*WHAT YOU WILL DO*
A - In the EMS article, copy the text between "Scott Moore has" and "meet until 2020.", inclusive.
B - Shorten the paragraph of the EMS article that begins "While the local EMS has historically operated", keeping its main facts.

Scott Moore has been with the Port Chester-Rye-Rye Brook EMS for 25 years, the last 20 as Administrator, and never faced a challenge he couldn’t meet until 2020.
“We thought we were recession-proof, but we discovered that we were not pandemic-proof,” he said in an interview this week. “With people quarantined and not going places, we had far fewer calls for service last year.” As Moore outlined to the City Council at their meeting this month, the EMS lost $500,000 in revenue in 2020 and he estimates it will be $300,000 in the red in 2021 as Covid-19 has not yet run its course.
While the local EMS has historically operated on a tight budget and been commended by the powers-that-be of the three communities it serves for being on budget, Moore said that staffing has long been an issue. “We’ve never been able to pay them a good wage — the current pay is $23 for paramedics, $15 for EMTs — or offer them benefits, which makes it difficult to keep them. And they only get nine days off a year.”
Moore said that when you compare the average day of one of his crew to that of a firefighter or police officer, “who makes a good salary, receive benefits, and is not constantly active, you can understand how hard it is to retain staff. I am truly grateful for the longtime staffers who have stayed the course and give them credit for sticking with the EMS.”
While he is pleased to report that the elected leaders of Rye, Port Chester, and Rye Brook are working with him on an increased funding plan, Moore says a long-term solution is a County EMS. “Shared services make sense and I’ve talked with County Executive George Latimer, who is interested in pursuing such a plan.”

*DATASET EXCERPTS*
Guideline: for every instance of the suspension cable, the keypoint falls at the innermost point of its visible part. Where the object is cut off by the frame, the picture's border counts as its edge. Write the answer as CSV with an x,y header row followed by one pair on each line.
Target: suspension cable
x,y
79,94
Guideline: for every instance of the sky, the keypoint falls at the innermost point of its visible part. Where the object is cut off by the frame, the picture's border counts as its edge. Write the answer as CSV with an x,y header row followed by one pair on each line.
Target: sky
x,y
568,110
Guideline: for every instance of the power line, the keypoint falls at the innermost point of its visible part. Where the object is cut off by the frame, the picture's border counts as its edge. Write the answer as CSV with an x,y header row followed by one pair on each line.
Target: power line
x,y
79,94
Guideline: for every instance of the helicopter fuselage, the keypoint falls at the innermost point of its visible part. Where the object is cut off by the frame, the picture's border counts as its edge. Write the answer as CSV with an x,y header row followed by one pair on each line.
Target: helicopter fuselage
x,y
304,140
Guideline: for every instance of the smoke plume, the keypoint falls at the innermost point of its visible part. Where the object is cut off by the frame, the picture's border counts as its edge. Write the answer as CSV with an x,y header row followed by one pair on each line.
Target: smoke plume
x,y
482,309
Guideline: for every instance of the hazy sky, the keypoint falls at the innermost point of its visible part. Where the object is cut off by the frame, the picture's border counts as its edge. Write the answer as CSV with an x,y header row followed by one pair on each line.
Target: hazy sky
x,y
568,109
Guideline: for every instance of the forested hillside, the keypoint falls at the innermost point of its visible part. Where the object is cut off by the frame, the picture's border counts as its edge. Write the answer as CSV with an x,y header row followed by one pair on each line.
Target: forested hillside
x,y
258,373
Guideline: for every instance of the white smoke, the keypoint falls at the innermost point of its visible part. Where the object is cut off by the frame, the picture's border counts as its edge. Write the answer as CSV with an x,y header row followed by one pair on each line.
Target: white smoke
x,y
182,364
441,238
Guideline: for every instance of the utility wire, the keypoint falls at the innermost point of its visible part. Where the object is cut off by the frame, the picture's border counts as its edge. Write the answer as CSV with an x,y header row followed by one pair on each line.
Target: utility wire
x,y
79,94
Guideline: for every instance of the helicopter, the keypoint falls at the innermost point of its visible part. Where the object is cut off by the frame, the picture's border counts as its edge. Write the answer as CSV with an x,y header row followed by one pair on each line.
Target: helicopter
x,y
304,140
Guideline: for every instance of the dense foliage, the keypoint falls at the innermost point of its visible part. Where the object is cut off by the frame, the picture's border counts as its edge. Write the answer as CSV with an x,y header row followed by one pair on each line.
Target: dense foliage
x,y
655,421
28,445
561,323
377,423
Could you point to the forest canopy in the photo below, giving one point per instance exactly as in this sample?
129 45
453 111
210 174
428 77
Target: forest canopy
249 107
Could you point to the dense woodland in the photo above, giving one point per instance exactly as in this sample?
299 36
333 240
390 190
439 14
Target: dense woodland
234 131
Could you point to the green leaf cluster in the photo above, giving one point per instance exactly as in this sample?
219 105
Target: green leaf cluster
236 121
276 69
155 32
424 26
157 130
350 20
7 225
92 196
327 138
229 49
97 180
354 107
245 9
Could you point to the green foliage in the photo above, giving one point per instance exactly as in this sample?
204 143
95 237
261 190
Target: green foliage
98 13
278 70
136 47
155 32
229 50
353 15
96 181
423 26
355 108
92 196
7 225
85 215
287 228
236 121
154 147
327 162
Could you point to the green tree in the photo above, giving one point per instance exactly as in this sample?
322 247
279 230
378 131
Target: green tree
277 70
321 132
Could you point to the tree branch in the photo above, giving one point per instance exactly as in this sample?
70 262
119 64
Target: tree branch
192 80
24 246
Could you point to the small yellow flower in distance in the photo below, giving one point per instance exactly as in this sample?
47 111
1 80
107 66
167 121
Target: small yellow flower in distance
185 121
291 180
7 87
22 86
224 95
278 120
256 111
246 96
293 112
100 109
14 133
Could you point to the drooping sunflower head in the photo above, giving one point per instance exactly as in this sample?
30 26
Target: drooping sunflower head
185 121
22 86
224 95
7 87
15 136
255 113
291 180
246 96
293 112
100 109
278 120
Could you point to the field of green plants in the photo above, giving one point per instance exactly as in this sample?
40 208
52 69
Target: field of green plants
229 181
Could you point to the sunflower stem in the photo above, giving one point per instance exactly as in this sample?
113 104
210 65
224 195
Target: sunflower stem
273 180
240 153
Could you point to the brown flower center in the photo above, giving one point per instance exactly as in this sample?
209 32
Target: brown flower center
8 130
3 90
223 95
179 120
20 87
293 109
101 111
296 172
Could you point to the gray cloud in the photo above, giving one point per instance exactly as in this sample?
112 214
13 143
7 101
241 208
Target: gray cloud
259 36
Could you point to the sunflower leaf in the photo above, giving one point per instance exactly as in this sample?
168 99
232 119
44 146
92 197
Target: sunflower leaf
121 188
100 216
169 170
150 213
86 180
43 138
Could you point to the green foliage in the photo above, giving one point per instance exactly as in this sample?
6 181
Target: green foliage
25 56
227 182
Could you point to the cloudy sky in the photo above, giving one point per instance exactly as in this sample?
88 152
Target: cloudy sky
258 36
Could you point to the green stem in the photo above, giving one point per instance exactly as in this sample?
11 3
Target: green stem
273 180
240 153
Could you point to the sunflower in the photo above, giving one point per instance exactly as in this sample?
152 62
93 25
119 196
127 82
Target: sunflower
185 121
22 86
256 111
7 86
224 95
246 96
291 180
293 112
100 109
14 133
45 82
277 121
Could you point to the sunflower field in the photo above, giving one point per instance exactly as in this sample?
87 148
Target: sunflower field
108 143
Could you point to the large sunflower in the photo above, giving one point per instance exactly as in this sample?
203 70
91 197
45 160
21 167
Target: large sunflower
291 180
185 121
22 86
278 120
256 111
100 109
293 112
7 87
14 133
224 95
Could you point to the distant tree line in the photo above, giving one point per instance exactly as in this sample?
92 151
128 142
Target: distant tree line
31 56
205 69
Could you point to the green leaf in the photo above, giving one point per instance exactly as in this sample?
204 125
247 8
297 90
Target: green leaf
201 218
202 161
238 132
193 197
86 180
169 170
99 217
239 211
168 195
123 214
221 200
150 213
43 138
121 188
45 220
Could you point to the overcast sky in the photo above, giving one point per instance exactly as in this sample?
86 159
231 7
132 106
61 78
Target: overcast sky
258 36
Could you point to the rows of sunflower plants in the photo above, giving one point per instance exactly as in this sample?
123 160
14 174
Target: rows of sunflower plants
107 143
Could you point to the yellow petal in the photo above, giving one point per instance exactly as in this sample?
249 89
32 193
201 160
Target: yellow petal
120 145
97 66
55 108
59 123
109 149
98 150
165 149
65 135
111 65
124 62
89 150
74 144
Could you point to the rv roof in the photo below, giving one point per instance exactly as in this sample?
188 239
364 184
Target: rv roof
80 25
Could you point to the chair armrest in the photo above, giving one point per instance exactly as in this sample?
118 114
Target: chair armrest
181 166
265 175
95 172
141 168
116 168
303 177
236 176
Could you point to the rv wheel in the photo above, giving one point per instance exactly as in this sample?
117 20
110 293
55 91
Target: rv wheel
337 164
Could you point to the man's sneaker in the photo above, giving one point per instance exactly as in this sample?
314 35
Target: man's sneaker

*ANSWER SET*
A -
Scott Moore has been with the Port Chester-Rye-Rye Brook EMS for 25 years, the last 20 as Administrator, and never faced a challenge he couldn’t meet until 2020.

B - Leaders of the three communities served by the local EMS have praised it for staying on its tight budget, but Moore said staffing has long been a problem. Paramedics earn $23 and EMTs $15. They get no benefits and only nine days off a year, so keeping them is hard.